Exercise goal
Rewrite the lines below, switching "innermost point" to "central point" wherever it appears and leaving everything else as it is.

Dataset items

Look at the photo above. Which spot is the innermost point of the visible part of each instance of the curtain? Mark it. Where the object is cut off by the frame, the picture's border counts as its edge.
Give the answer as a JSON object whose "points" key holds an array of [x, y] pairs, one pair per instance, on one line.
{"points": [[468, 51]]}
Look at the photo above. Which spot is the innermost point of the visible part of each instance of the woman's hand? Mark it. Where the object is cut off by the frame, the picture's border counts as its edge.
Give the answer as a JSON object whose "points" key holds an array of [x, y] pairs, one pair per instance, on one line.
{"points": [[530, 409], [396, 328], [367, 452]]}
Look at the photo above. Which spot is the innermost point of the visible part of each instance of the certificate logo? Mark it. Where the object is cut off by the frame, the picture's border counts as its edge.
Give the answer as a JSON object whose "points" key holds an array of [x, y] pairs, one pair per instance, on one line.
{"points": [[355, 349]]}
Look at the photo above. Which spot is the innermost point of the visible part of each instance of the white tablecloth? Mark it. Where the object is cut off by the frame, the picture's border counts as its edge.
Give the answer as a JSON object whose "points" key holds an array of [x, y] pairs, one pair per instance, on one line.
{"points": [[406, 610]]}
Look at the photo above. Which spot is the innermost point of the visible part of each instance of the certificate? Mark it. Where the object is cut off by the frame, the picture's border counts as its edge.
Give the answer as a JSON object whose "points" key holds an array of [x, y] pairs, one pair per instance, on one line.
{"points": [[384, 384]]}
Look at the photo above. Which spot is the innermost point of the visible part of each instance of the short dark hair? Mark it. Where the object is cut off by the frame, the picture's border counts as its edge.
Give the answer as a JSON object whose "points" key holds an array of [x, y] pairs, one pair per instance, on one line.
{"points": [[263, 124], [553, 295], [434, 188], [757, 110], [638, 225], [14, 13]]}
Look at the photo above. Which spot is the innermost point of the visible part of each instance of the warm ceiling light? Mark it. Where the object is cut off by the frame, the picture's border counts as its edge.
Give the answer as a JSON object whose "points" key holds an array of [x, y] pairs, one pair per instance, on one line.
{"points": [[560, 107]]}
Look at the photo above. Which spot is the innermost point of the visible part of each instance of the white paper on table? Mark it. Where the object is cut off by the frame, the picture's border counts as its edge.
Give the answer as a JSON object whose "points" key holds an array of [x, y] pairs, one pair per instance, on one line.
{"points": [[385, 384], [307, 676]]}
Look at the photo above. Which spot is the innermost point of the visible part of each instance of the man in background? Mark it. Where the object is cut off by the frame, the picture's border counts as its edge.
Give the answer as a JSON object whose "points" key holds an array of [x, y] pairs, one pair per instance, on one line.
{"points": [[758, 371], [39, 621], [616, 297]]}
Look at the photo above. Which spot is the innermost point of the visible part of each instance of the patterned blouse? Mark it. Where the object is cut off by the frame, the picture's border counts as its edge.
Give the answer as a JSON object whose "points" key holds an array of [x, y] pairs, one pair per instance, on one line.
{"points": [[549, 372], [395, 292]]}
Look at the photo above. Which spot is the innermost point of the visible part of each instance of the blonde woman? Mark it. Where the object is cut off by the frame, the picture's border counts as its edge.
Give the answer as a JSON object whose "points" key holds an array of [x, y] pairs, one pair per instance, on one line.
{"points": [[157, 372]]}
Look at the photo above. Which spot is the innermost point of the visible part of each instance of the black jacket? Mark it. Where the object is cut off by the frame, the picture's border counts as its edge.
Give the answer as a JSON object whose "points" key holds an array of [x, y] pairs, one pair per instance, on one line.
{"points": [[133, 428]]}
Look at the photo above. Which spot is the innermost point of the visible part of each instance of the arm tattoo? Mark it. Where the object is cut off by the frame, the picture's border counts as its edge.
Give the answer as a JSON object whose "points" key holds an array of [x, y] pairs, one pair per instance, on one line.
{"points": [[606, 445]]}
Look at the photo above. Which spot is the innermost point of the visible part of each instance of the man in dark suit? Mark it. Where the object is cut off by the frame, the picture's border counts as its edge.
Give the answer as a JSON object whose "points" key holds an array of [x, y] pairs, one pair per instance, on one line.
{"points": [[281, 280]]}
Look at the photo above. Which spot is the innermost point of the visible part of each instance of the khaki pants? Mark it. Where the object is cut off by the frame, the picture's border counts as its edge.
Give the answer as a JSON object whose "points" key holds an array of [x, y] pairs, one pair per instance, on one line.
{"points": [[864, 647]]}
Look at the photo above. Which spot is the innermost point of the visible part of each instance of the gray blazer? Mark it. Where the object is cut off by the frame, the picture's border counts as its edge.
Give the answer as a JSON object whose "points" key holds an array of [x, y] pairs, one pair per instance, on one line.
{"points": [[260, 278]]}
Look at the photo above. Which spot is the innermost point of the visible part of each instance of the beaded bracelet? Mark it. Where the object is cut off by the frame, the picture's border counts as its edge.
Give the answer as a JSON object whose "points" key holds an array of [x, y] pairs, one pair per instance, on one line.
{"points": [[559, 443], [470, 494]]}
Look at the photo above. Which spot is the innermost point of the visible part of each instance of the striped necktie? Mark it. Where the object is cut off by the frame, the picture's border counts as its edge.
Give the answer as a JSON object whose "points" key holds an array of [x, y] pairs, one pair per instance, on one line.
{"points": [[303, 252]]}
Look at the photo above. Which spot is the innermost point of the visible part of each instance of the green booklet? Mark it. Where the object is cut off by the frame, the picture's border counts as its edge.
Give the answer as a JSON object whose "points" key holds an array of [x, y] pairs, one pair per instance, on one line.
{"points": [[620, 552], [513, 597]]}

Result below
Look at the photo above. Which spot is the central point of the visible part of each instance of the curtain? Mark it. Where the object is cut off by the frame, the picture's border counts as its edge.
Give the answer as a JSON object whose "points" key holds an array of [x, y] pairs, one pair per instance, on one line.
{"points": [[468, 51]]}
Look at the photo above. Which spot is the central point of the visible part of each instance of the woman's hand? Mark it. Where the object is cut off by the frame, the picture's border counts as its edge.
Give the answer as a JSON object whose "points" key holds an array of [x, y] pairs, one pair per instance, on one line.
{"points": [[530, 409], [396, 328], [367, 452]]}
Look at the photo above. Which spot is the central point of the visible part of each instance of the certificate logo? Mark it. Where the object is cut off by the frame, the picture's border counts as its edge.
Give the answer as a JSON object whose "points" key holds an array of [x, y] pairs, one pair per instance, on one line.
{"points": [[355, 349]]}
Look at the photo above. Which spot is the central point of the visible part of each instance of the white tablecloth? Mark it. Where the object is cut off by the frame, the picture's border counts as its edge.
Give the answer as a JSON object whose "points" key holds an array of [x, y] pairs, one pair per instance, on one line.
{"points": [[406, 610]]}
Look at the photo above. Which spot is the central point of the visible part of each instance of the certificate? Mark it. Where the object is cut off by the frame, the picture's border counts as its edge.
Give the answer as a JSON object whose "points" key holds an array of [x, y] pairs, one pair per instance, on one line.
{"points": [[384, 384]]}
Look at the photo above. Which spot is the central point of the visible part of each instance of the short dark hair? Mark it. Where the object is cut off by the frame, the picture's border counts as its edge.
Give the answer as a JSON object whose "points" key holds an array of [x, y] pairs, one pair per instance, on one line.
{"points": [[263, 124], [553, 295], [434, 188], [757, 110], [638, 225], [14, 13]]}
Look at the photo above. Which spot is the central point of the visible part of each instance of the warm ceiling light? Mark it. Where the object is cut off by the frame, the picture's border counts as its edge.
Give the answer as a JSON object whose "points" key holds an array of [x, y] pairs, one pair per instance, on one line.
{"points": [[560, 107]]}
Look at the photo above. Which spot is the central point of the visible part of each instance of the white paper on table? Mark it. Where the object is cut off by the frame, the picture's border counts as its edge.
Give the answer as a JSON object whose "points" key holds an array of [x, y] pairs, one pair per instance, on one line.
{"points": [[385, 384], [307, 676]]}
Look at the photo above. Which spot is the central point of the visible part of each instance of the man in background? Mark it. Where the object is cut off by the frame, the picture's border counts as its edge.
Give the answer as a JSON object whose "points" key holds an array of [x, y] pairs, one pair per instance, on one line.
{"points": [[758, 371], [39, 621], [616, 297]]}
Look at the photo above. Which spot is the central point of the visible part of each instance of the patterned blouse? Mark it. Where the object is cut off by the frame, the picture's border counts as its edge.
Give the answer as a JSON object whose "points" key holds an array of [x, y] pairs, one pair per instance, on one line.
{"points": [[549, 372], [395, 292]]}
Look at the photo above. Which spot is the central point of the visible part of each instance of the blonde woman? Mark it. Where the object is cut off by the frame, the picture's border counts as its edge.
Give the answer as a JSON object whose "points" key holds an array of [x, y] pairs, one pair per instance, on one line.
{"points": [[157, 372]]}
Look at the photo above. Which spot is the central point of the visible part of each instance of the black jacket? Mark it. Where the object is cut off by the frame, the picture's border counts as its edge.
Give the answer as a JSON object whose "points" key holds an array of [x, y] pairs, one pair per instance, on one line.
{"points": [[133, 428]]}
Look at the photo above. Which spot is the central point of the visible part of each instance of the arm tattoo? Mark it. Where the object is cut off by the frame, the picture's border counts as its edge.
Give the answer as a JSON object whose "points" key holds an array of [x, y] pairs, one pair per instance, on one line.
{"points": [[606, 445]]}
Look at the photo above. Which spot is the central point of the visible part of each instance of the man in dark suit? Mark it. Where the object is cut off by the frame, the picture's border counts as its edge.
Give the answer as a JSON object whose "points" key holds an array of [x, y] pairs, one pair per instance, on one line.
{"points": [[281, 280]]}
Look at the photo above. Which spot is the central point of the visible part of each instance of the khaki pants? Mark it. Where the object is cut off by the frame, the picture's border counts as its edge.
Give the answer as a JSON object whose "points" key holds an array of [x, y] pairs, one pair per instance, on one line.
{"points": [[864, 647]]}
Look at the photo above. Which spot is the central point of the visible part of each instance of the gray blazer? Mark it. Where the object is cut off by the frame, the picture's border counts as its edge.
Give the answer as a JSON object whose "points" key holds an array of [x, y] pairs, one pair per instance, on one line.
{"points": [[260, 278]]}
Look at the photo above. Which spot is the central point of the visible part of each instance of the beaded bracelet? Mark it. Where the object is cut off by the frame, the picture's border counts as its edge.
Give the answer as a JSON object whose "points" key holds an array of [x, y] pairs, one pair per instance, on one line.
{"points": [[559, 443], [470, 494]]}
Look at the photo above. Which spot is the central point of the visible part of each instance of the striped necktie? Mark it. Where the object is cut off by the frame, the picture's border counts as its edge.
Give the answer as a JSON object whose "points" key holds an array of [x, y] pairs, one pair per instance, on one line.
{"points": [[303, 252]]}
Look at the photo above. Which spot is the central point of the visible part of each instance of the green booklet? Mark it. Where the object is cut off by the frame, the picture's border counts as its edge.
Give the answer as a JSON object whose "points" key holds an array of [x, y] pairs, one pair per instance, on one line.
{"points": [[620, 552], [513, 597]]}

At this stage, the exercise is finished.